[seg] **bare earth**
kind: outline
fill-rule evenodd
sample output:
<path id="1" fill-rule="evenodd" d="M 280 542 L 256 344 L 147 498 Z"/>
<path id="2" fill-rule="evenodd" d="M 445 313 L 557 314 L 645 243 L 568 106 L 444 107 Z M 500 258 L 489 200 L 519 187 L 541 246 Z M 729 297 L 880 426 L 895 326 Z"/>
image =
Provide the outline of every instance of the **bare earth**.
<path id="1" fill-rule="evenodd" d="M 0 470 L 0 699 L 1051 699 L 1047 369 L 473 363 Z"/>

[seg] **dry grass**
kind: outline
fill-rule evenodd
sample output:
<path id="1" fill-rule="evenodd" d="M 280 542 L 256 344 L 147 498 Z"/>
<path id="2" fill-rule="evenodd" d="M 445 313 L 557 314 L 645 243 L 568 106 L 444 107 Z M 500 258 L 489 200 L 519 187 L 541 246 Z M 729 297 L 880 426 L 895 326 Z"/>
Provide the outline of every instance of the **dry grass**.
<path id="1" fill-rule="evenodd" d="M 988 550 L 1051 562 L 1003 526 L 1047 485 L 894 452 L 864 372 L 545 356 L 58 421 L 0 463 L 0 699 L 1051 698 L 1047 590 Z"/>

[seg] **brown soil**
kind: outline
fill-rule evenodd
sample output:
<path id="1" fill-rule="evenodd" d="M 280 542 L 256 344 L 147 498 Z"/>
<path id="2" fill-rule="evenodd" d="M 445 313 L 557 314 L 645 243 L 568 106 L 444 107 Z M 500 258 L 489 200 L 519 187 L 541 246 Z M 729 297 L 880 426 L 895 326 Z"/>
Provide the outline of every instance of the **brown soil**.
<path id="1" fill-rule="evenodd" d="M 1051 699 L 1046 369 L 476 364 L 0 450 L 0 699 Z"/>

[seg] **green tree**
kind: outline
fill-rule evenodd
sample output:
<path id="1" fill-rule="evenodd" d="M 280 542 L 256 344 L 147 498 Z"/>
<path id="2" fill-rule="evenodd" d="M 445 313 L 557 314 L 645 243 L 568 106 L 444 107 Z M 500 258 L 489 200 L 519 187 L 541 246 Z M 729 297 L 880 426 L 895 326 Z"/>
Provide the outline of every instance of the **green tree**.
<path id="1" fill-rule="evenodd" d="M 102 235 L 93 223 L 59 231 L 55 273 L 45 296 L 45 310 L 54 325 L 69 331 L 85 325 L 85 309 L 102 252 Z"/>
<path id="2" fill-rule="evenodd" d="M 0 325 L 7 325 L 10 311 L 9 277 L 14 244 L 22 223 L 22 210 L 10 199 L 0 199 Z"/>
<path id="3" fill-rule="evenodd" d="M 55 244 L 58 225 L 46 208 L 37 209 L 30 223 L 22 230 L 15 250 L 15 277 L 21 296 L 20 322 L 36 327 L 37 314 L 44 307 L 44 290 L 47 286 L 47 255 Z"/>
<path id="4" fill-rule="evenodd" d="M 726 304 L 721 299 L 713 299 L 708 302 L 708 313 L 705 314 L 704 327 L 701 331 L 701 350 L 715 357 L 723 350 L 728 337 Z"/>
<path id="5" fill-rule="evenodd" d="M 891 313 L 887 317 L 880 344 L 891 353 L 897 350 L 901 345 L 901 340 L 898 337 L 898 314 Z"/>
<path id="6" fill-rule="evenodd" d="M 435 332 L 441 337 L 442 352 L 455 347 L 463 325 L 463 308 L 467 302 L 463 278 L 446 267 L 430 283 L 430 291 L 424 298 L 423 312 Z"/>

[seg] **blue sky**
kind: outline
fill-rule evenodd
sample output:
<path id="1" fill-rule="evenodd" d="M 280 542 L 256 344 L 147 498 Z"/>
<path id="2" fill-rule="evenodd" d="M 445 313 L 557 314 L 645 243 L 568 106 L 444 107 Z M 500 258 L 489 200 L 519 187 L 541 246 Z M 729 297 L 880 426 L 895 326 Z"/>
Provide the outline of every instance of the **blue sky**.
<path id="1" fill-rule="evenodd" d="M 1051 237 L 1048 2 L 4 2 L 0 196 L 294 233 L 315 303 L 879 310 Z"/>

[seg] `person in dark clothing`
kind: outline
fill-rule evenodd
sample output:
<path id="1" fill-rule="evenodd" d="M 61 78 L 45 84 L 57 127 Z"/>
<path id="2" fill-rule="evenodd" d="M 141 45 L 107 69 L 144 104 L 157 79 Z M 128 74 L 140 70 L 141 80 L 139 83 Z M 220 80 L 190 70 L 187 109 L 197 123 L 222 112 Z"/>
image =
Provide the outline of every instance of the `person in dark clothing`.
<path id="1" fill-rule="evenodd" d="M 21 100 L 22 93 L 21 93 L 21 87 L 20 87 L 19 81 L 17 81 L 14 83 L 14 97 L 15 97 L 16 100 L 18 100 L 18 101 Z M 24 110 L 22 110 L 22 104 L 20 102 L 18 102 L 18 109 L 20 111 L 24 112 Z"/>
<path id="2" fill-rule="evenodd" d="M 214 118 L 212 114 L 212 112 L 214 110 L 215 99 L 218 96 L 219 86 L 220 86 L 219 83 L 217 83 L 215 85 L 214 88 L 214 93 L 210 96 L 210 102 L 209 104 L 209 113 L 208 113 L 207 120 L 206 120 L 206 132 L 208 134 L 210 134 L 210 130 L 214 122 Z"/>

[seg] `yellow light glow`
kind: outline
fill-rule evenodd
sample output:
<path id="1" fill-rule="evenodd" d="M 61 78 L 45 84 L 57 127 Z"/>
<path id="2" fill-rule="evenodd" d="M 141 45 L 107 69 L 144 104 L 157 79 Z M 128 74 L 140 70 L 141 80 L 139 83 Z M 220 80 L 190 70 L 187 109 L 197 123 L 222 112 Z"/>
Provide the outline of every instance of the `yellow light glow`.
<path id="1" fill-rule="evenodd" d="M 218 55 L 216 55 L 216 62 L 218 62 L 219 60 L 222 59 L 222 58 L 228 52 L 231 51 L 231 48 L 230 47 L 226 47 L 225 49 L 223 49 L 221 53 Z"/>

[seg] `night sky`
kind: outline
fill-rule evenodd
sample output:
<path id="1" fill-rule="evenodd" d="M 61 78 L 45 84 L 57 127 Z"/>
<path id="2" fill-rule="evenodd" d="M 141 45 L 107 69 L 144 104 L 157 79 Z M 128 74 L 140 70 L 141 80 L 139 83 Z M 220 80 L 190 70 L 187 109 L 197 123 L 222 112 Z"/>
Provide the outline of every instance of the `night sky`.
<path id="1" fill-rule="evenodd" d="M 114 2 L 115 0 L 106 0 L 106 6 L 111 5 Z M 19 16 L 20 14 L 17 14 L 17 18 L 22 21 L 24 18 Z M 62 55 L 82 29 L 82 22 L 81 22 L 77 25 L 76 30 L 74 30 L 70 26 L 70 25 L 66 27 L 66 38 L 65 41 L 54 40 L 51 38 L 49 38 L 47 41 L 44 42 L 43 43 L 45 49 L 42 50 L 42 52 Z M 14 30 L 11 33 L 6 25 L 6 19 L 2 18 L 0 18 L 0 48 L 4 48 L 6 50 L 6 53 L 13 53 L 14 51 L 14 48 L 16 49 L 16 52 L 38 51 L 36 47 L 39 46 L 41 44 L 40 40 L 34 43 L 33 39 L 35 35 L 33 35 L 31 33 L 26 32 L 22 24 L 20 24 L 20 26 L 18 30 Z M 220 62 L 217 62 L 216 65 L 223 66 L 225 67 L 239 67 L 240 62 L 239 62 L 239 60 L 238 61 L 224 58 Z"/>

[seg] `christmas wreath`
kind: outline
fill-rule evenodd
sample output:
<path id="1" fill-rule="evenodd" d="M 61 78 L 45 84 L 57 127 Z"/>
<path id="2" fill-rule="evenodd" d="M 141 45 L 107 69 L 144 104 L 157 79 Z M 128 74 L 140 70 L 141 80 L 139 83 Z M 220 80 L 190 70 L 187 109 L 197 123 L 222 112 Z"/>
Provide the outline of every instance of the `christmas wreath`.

+--

Your goal ▸ Reproduce the items verbatim from the very beginning through the line that contains "1051 699 L 1046", including that line.

Exercise result ▸
[seg] **bare earth**
kind: outline
fill-rule evenodd
sample output:
<path id="1" fill-rule="evenodd" d="M 280 542 L 256 344 L 147 498 Z"/>
<path id="2" fill-rule="evenodd" d="M 445 313 L 557 314 L 645 243 L 568 106 L 444 107 Z M 500 258 L 489 200 L 519 187 L 541 246 Z M 729 297 L 880 426 L 895 326 Z"/>
image =
Provide the outline of every instance of the **bare earth**.
<path id="1" fill-rule="evenodd" d="M 0 470 L 0 699 L 1051 699 L 1047 369 L 473 363 Z"/>

[seg] **dry grass**
kind: outline
fill-rule evenodd
sample output:
<path id="1" fill-rule="evenodd" d="M 280 542 L 256 344 L 147 498 Z"/>
<path id="2" fill-rule="evenodd" d="M 445 313 L 557 314 L 645 243 L 568 106 L 444 107 Z M 500 258 L 489 200 L 519 187 L 541 246 Z M 729 297 L 880 426 L 895 326 Z"/>
Provide the outline of every instance of the **dry grass**.
<path id="1" fill-rule="evenodd" d="M 988 550 L 1051 562 L 1003 526 L 1047 485 L 894 452 L 864 372 L 545 356 L 58 421 L 0 463 L 0 699 L 1051 698 L 1047 590 Z"/>

[seg] **brown soil**
kind: outline
fill-rule evenodd
sample output:
<path id="1" fill-rule="evenodd" d="M 280 542 L 256 344 L 147 498 Z"/>
<path id="2" fill-rule="evenodd" d="M 445 313 L 557 314 L 645 243 L 568 106 L 444 107 Z M 500 258 L 489 200 L 519 187 L 541 246 Z M 729 297 L 880 426 L 895 326 Z"/>
Provide the outline of every instance of the **brown soil**.
<path id="1" fill-rule="evenodd" d="M 1051 699 L 1046 369 L 476 364 L 0 450 L 0 699 Z"/>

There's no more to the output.